» Given request
Find each line in the records below that contains the string "cuffed" and copy those lines out in full, with case counting in the match.

═════ Material

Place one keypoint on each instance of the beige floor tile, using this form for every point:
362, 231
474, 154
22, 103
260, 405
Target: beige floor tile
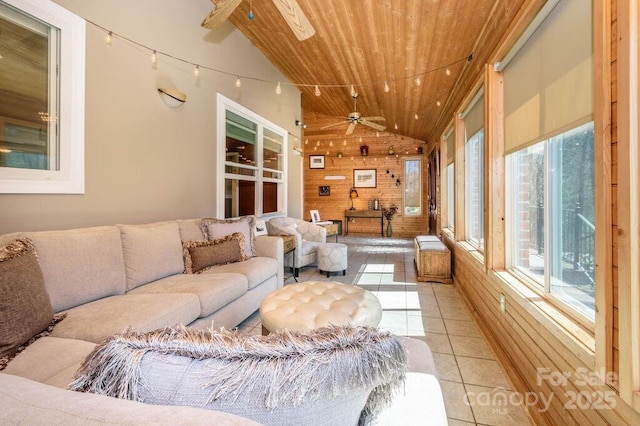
438, 343
482, 372
474, 347
496, 407
455, 401
462, 328
447, 367
451, 312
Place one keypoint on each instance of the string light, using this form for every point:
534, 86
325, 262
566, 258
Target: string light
154, 61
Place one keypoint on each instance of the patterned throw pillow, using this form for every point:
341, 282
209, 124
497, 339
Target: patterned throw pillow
217, 228
25, 307
200, 256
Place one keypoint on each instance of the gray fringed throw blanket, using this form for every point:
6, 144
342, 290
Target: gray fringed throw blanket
232, 370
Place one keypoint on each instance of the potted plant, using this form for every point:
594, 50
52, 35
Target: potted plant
389, 213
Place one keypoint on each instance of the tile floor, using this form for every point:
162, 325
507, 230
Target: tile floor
433, 312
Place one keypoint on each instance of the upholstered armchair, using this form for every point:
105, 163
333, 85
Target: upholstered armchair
308, 237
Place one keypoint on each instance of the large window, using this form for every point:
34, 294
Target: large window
549, 142
474, 173
253, 162
412, 194
42, 101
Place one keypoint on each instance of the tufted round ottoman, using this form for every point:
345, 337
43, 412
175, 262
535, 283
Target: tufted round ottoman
313, 304
332, 257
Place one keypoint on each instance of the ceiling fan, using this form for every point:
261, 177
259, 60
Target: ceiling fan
290, 10
355, 117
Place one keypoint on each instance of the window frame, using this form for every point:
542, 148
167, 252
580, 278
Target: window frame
225, 104
69, 176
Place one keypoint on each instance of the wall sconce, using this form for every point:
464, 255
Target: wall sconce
353, 194
172, 98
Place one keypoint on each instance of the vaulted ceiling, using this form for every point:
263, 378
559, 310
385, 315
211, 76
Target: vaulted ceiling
366, 43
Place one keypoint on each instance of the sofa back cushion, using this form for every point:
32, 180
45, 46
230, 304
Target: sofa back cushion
80, 265
151, 251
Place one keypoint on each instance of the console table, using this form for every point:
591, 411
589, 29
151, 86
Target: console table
366, 214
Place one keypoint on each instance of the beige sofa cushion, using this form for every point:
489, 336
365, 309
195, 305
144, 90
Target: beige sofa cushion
26, 402
50, 358
256, 269
213, 290
103, 318
80, 265
151, 251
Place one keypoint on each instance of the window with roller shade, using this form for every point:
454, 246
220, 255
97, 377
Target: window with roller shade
474, 172
549, 145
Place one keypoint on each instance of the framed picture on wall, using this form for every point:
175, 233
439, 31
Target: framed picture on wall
364, 178
316, 161
324, 190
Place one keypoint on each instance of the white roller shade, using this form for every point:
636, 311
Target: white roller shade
474, 119
450, 146
548, 85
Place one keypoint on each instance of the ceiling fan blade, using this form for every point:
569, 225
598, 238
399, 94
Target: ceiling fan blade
222, 10
372, 125
295, 17
333, 125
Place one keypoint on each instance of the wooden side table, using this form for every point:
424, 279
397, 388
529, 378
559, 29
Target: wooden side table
289, 246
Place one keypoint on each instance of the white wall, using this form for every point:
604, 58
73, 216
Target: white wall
144, 161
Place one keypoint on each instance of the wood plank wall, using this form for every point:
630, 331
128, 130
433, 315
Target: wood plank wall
318, 140
523, 338
614, 180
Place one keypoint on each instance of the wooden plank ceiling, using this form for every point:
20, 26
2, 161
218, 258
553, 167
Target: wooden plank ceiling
367, 42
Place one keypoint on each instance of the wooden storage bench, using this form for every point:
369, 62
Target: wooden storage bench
433, 259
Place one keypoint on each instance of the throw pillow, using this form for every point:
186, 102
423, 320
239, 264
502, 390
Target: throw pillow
200, 256
217, 228
342, 375
25, 307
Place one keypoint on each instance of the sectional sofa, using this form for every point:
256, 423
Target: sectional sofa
111, 279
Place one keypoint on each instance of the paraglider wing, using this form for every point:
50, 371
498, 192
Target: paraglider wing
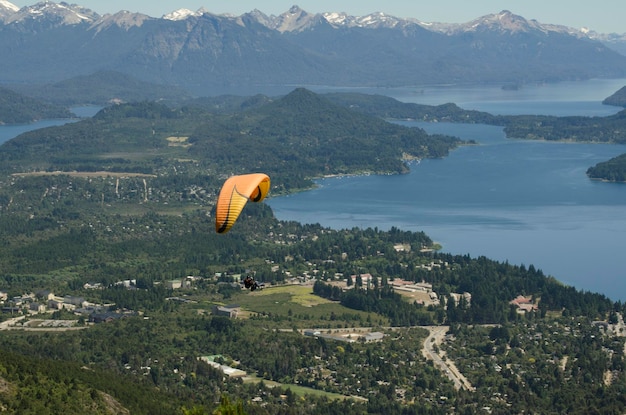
235, 193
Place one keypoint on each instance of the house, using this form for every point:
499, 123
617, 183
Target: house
524, 304
106, 317
374, 336
37, 308
230, 311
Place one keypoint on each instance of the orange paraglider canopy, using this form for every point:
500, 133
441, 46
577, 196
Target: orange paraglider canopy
235, 193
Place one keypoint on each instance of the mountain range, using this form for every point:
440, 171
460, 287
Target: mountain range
209, 54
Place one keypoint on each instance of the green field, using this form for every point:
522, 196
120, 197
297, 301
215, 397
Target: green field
299, 307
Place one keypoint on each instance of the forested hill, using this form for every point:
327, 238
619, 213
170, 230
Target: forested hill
613, 170
19, 109
294, 138
618, 98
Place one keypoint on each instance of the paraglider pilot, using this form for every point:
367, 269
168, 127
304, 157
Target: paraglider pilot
250, 283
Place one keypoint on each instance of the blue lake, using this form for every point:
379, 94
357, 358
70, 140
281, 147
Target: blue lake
510, 200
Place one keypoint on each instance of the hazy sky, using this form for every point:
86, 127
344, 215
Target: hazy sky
604, 16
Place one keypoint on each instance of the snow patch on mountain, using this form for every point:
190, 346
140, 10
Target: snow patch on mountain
182, 14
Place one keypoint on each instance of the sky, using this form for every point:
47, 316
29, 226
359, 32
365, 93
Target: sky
603, 16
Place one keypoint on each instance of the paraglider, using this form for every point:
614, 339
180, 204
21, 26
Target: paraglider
234, 195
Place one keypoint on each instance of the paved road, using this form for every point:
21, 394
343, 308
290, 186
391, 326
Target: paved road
435, 338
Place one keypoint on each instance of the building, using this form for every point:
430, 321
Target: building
230, 311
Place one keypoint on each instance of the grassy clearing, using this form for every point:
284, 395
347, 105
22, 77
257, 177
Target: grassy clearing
299, 307
297, 389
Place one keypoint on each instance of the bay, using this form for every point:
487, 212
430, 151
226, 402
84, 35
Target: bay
10, 131
524, 202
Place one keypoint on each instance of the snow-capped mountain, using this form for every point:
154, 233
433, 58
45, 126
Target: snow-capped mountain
51, 41
182, 14
51, 13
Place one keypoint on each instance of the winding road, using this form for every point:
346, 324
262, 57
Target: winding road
435, 338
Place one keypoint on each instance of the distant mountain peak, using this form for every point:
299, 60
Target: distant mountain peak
7, 9
182, 14
294, 20
504, 21
56, 13
123, 19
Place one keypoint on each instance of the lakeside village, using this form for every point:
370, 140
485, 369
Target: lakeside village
41, 311
36, 310
24, 308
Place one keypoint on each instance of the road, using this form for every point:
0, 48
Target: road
435, 338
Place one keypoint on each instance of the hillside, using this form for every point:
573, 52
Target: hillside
617, 99
103, 88
107, 234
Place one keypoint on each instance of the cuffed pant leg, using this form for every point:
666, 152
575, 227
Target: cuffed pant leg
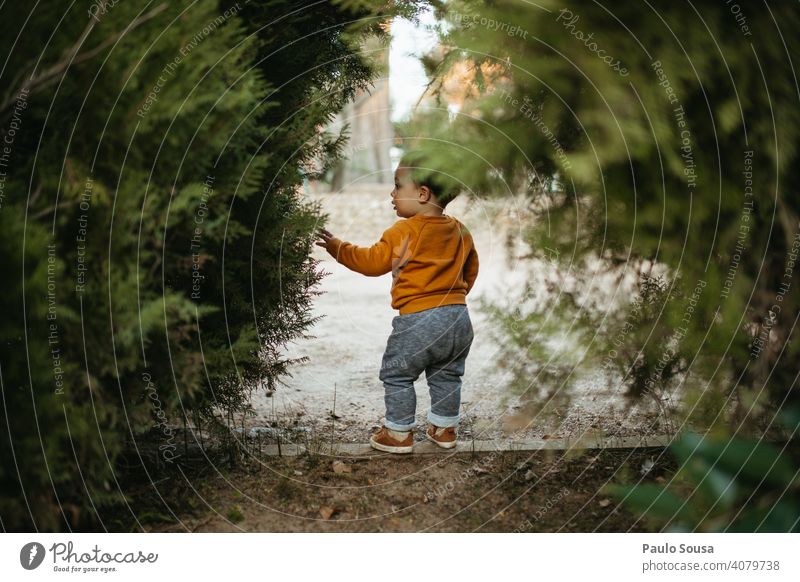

══════════

» Complete output
Place one keypoint on each instance of the cuffed pant leg, using this form for every point:
Target: cuffed pant leg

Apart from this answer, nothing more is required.